→ FRAGEN ZUM MATERIAL
**a)** Beantworte anhand des Textauszugs zum Pflichtteil folgende Fragen:
(i) In welchem Jahr übergab der Erblasser einen großen Teil seines Weinbaubetriebs an den Beklagten?
(ii) Welche Verpflichtungen übernahm der Beklagte dafür?
(iii) Wie entschieden die Vorinstanzen über die Klage der Pflichtteilsberechtigten?
**b)** Schreibe den Textauszug zum Pflichtteil von „Die rechtliche Frage“ bis einschließlich „Schenkungsabsicht angenommen wurde.“ neu und setze dabei „Landwirtschaftsbetriebs“ anstelle von „Weinbaubetriebs“ ein.

→ TEXTAUSZUG
┌──
Diese Entscheidung ist relevant für Fälle unentgeltlicher Zuwendungen des Verstorbenen, bei denen die Pflichtteilsberechtigten das Vorliegen einer Schenkung bisher oft nur schwer nachweisen konnten.
Sachverhalt des Falles
Der Erblasser übergab 1997 einen großen Teil seines Weinbaubetriebs an den Beklagten, der dafür verschiedene Verpflichtungen übernahm, wie einen Kredit, die Zahlung von Unterhalt und die Lieferung von Wein. Nach dem Tod des Erblassers forderten die Pflichtteilsberechtigten vom Beklagten einen pflichtteilsgemäßen Anteil an der Übertragung des Weinbaus, die sie als Schenkung werteten.
Die rechtliche Frage der Schenkungsabsicht
Das Erstgericht konnte keine Feststellung dazu treffen, ob die der Verstorbene und der Beklagte den Willen zur unentgeltlichen Schenkung hatten, da die Gegenleistungen des Beklagten nur etwa 20 % des Werts des Weinbaubetriebs ausmachten. Auf dieser Grundlage wiesen die Vorinstanzen die Klage der Pflichtteilsberechtigten ab, weil eine strenge Beweispflicht für das Vorliegen der Schenkungsabsicht angenommen wurde.
└──
Auszüge aus dem Datensatz
┌──
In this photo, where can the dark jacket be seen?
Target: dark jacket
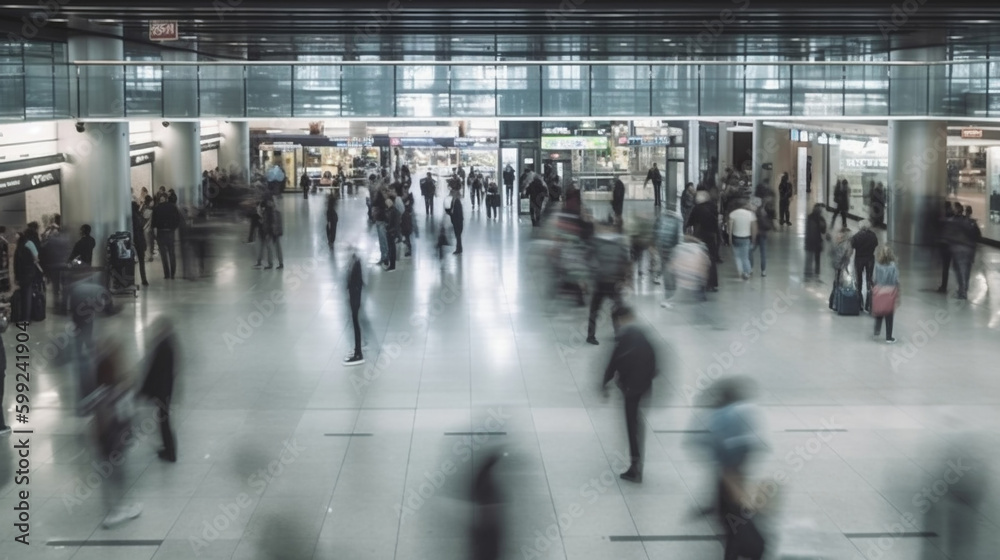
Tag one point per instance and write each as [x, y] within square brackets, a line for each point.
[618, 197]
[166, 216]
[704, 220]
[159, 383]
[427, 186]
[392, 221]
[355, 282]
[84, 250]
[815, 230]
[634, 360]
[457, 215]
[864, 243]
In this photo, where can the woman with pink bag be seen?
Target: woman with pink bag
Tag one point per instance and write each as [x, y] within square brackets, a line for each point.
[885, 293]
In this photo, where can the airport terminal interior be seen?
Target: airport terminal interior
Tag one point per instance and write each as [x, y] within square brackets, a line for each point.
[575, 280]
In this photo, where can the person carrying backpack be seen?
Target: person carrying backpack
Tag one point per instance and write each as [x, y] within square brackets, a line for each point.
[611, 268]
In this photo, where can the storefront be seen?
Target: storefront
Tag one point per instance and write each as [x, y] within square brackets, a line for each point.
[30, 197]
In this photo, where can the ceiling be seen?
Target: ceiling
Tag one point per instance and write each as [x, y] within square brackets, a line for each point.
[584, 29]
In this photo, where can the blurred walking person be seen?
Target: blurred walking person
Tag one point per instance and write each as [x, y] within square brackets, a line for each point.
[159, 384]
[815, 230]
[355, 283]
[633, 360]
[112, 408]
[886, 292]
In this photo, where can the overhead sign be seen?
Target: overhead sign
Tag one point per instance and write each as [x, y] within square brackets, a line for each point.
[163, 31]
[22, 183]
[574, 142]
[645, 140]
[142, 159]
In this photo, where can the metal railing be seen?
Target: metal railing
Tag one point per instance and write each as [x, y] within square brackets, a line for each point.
└──
→ ANTWORTEN ZU AUFGABEN
**a)**
(i) Im Jahr 1997.
(ii) Er übernahm einen Kredit, die Zahlung von Unterhalt und die Lieferung von Wein.
(iii) Sie wiesen die Klage ab.

**b)**
Die rechtliche Frage der Schenkungsabsicht
Das Erstgericht konnte keine Feststellung dazu treffen, ob die der Verstorbene und der Beklagte den Willen zur unentgeltlichen Schenkung hatten, da die Gegenleistungen des Beklagten nur etwa 20 % des Werts des Landwirtschaftsbetriebs ausmachten. Auf dieser Grundlage wiesen die Vorinstanzen die Klage der Pflichtteilsberechtigten ab, weil eine strenge Beweispflicht für das Vorliegen der Schenkungsabsicht angenommen wurde.